-- What you will do --
An exact transcription of each entry below is required, without any pictures.
=== Section Start ===
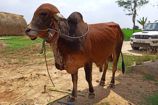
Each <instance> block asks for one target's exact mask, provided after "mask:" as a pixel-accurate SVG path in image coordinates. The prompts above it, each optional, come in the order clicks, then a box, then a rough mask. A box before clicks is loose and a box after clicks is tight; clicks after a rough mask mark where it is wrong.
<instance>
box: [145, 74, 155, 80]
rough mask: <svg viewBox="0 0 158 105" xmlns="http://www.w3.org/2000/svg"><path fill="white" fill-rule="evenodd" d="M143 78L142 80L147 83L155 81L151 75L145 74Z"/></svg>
mask: <svg viewBox="0 0 158 105" xmlns="http://www.w3.org/2000/svg"><path fill="white" fill-rule="evenodd" d="M143 78H144V80H149V81H155V80H156V79H155V77H154V76H153V75H151V74H145V75H144V77H143Z"/></svg>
=== Section End ===
-- Response for this exercise --
Each <instance> block asks for one target's exact mask, provided after "mask:" as a pixel-accurate SVG path in image coordinates. The prompts above it, each optional, come in the order clicks, then a box, then a rough mask. A box before clicks is loose and a box after clicks is tight; clicks after a rough mask mark where it is wrong.
<instance>
box: [145, 74, 155, 80]
rough mask: <svg viewBox="0 0 158 105" xmlns="http://www.w3.org/2000/svg"><path fill="white" fill-rule="evenodd" d="M143 78L142 80L147 83L155 81L151 75L145 74Z"/></svg>
mask: <svg viewBox="0 0 158 105" xmlns="http://www.w3.org/2000/svg"><path fill="white" fill-rule="evenodd" d="M143 78H144V80H149V81H155V80H156V79H155V77H154V76H153V75H151V74H145V75H144V77H143Z"/></svg>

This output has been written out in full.